* **Selected extract**:
◇ ◇ ◇ ◇ ◇

Dee Caffari is the first woman to have single-handedly sailed non-stop around the world in both directions and the only woman to have sailed non-stop around the world a total of three times.
What course did you study here?
“I studied Human Movement Studies before embarking on a PGCE which led to a career teaching in local schools. It was a fantastic environment of extremely skilled athletes with a real passion for sharing their sports with us all. I met athletes from all disciplines and levels of their sport; from Olympians and elite athletes to those transitioning to other sports.
We were given the opportunity to learn and play every type of sport you could think of and my overwhelming memory from this degree was having our cricket session with Bernie White. He was a traditionalist and the match was played in front of the James Graham building on the quad, in full sight of everyone. Therefore, it was important that we all looked the part even if our skill level was not necessarily quite as impressive as our attire. It was cricket whites or don’t bother showing up and, because it was Bernie, we all wanted to show up.”
What did you do after teaching in local schools?
“After my first-year teaching, I moved to the south coast to work at an International College for several years before re-training as a water sports instructor. Working in the water sports industry led to sailing opportunities and ultimately a career change to become a professional sailor.”
Why did you get in touch with your old university?
“Only four men have completed this demanding voyage and it is an achievement I am extremely proud of. Spending six months at sea alone is both physically and mentally demanding, so when I had the opportunity to race solo around the world, the right way, in a race called the Vendee Globe, I knew I needed to up my game.

◇ ◇ ◇ ◇ ◇

* **What you need to do**:
**a.** In the interview with sailor Dee Caffari, which course did she study before starting her PGCE?
**b.** Write the next part of the interview with sailor Dee Caffari, starting after its final sentence.

◇ ◇ ◇ ◇ ◇

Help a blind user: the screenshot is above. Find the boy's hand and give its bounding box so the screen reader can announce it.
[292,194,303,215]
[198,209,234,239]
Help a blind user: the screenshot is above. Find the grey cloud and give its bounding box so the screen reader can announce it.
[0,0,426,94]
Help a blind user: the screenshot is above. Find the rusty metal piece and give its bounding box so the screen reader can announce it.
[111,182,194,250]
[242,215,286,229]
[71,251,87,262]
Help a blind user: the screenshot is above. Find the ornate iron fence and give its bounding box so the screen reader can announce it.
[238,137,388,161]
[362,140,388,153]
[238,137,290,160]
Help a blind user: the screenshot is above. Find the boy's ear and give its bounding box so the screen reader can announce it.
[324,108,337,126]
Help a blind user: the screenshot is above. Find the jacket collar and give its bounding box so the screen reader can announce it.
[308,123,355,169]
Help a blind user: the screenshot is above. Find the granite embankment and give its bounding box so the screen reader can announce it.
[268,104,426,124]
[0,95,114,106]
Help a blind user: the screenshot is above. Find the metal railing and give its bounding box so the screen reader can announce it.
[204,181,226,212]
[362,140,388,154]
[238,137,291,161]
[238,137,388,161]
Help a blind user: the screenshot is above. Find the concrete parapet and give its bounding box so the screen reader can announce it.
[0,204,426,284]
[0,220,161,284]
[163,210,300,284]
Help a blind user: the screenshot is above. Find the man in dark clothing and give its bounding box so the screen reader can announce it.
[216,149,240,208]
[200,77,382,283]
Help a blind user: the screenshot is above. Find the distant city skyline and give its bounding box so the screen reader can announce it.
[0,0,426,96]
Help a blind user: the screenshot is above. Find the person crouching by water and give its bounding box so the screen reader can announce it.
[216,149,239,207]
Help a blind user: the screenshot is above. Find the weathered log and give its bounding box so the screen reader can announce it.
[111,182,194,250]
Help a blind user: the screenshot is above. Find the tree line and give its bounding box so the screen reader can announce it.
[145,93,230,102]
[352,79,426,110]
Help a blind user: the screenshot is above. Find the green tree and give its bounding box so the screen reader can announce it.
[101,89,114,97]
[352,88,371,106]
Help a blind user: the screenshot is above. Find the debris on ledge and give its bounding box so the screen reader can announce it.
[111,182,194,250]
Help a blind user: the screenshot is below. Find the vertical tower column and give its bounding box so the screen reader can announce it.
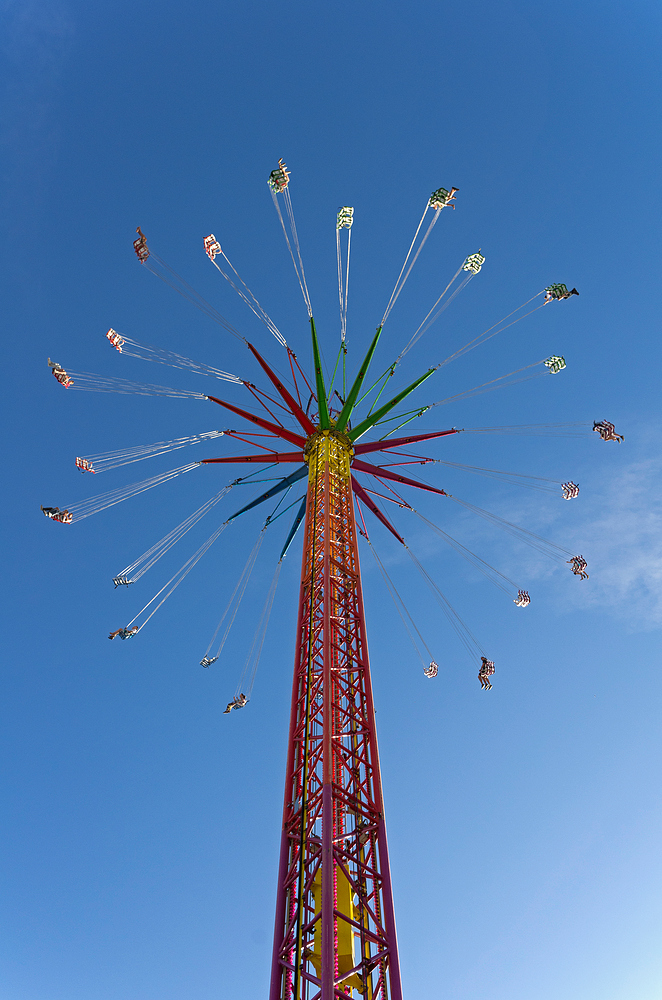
[269,430,402,1000]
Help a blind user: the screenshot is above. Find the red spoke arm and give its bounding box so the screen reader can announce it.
[207,396,306,448]
[352,458,448,497]
[352,476,405,545]
[243,382,287,427]
[200,451,303,465]
[248,344,315,434]
[354,427,460,455]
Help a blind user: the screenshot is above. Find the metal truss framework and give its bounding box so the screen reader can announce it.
[269,430,402,1000]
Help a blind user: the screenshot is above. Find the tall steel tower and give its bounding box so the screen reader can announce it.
[270,428,402,1000]
[262,319,453,1000]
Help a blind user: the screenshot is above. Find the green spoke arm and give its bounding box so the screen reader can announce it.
[336,326,382,431]
[349,368,436,441]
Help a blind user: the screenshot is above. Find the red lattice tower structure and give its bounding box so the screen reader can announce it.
[270,430,402,1000]
[203,317,456,1000]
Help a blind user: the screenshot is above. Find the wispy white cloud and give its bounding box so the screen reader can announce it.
[573,459,662,628]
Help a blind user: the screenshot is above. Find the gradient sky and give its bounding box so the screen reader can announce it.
[0,0,662,1000]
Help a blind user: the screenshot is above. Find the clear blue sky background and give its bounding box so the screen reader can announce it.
[0,0,662,1000]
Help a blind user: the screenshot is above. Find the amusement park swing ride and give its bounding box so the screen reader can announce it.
[41,160,623,1000]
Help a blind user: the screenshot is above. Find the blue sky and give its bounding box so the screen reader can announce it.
[0,0,662,1000]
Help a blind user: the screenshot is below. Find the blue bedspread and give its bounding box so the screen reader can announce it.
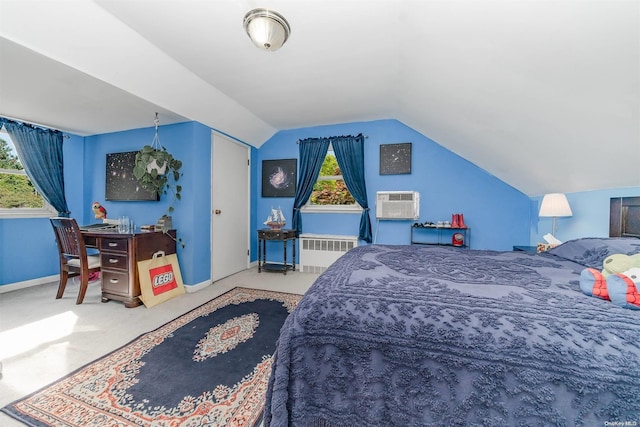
[264,245,640,427]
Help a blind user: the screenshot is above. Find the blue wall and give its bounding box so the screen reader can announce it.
[254,120,531,258]
[0,120,640,285]
[531,187,640,244]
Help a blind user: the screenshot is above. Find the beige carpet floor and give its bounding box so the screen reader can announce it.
[0,268,318,427]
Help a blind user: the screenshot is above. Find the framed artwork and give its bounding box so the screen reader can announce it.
[262,159,297,197]
[104,151,160,201]
[380,142,411,175]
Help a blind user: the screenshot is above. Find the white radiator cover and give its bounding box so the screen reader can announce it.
[300,233,358,273]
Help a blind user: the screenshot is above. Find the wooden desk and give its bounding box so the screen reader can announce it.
[82,230,176,308]
[258,228,298,274]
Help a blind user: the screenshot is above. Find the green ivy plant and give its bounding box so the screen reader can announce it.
[133,145,182,213]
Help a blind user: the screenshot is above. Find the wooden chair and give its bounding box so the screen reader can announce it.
[50,218,100,304]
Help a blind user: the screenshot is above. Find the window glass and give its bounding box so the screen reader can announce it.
[308,147,357,206]
[0,129,55,217]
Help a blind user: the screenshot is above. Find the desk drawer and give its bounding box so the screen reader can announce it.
[100,237,128,253]
[100,252,129,271]
[102,270,130,296]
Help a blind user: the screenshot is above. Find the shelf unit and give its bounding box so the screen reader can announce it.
[411,223,471,248]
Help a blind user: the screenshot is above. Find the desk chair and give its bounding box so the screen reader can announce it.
[50,218,100,304]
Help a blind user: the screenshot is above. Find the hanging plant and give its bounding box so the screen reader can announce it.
[133,113,182,213]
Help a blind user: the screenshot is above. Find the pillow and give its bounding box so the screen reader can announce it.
[545,237,640,270]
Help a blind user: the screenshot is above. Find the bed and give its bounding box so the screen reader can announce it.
[264,238,640,427]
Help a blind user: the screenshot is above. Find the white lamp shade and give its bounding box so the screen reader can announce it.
[244,9,291,52]
[538,193,573,217]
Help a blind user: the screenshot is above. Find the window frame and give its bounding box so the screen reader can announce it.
[300,144,363,214]
[0,130,58,219]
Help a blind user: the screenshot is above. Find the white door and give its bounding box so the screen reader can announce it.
[211,133,250,281]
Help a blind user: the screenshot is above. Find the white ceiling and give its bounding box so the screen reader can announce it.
[0,0,640,196]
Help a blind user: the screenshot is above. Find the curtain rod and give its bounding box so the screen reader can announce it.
[1,115,71,139]
[296,135,369,144]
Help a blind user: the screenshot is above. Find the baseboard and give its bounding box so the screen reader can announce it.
[184,280,211,294]
[0,274,60,294]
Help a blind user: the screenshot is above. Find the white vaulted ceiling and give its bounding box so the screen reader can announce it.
[0,0,640,196]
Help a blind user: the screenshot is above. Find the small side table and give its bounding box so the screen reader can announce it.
[258,228,298,274]
[513,246,538,254]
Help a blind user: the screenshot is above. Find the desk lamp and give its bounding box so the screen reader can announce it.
[538,193,573,236]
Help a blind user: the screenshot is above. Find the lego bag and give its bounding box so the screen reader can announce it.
[138,251,184,308]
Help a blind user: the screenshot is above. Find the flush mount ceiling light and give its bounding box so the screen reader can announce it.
[243,8,291,52]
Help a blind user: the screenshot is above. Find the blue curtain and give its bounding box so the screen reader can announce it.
[291,138,330,233]
[331,134,371,243]
[0,117,70,217]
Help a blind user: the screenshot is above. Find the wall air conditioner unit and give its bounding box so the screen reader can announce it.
[376,191,420,220]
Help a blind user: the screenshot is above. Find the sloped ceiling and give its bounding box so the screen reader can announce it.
[0,0,640,196]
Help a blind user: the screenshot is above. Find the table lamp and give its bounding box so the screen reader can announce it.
[538,193,573,236]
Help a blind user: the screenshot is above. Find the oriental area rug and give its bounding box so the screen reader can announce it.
[2,288,301,427]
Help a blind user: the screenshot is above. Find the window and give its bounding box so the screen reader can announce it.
[0,129,56,218]
[303,146,362,212]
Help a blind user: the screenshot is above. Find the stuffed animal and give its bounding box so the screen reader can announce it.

◇ ◇ ◇ ◇ ◇

* **Outputs**:
**a.** Human Movement Studies.

**b.**
“I had just been awarded my honorary masters from Leeds Metropolitan University when we began discussions about the physical and psychological preparation required to step up to this level of racing.
“Leeds Met kindly offered to support my journey and I worked with them on my preparation so I could be in the best place possible for the Vendee Globe. I believe the work we did together was of great benefit and provided a level of confidence in my ability to manage myself and perform optimally throughout the race.”
Can you tell us a bit about your most recent race around the world?
“I was skipper of Turn the Tide on Plastic in the last edition of The Ocean Race. I led a mixed, youth, international team with a strong sustainability message.
“Along the race we sampled ocean water every day in some of the most remote areas of the world. We were testing for microplastic content and the results revealed the shocking truth that it is a problem everywhere, even in the depths of the Southern Ocean.
“I had seen macro plastics before; balloons, nets, crates, bottles and food packaging but I’d never thought about smaller plastic particles that had broken down, many of which can’t be seen with the naked eye.
“This data had never been gathered before and we now had research results that could not be ignored. The fight for Ocean Health was able to gather momentum and I am very proud that, in some way, we contributed to the shift in attitudes and reduction in our reliance on plastics in our day to day lives.
What have you been doing since you returned home?
“I have continued to work towards a more sustainable future as Chair of the World Sailing Trust and helping organisations to become more sustainable in their practise.
“Alongside my sailing, I will continue to challenge organisations to become more sustainable and advise on ways they can achieve this.”
“The fight for Ocean Health was able to gather momentum and I am very proud that, in some way, we contributed to the shift in attitudes and reduction in our reliance on plastics in our day to day lives.”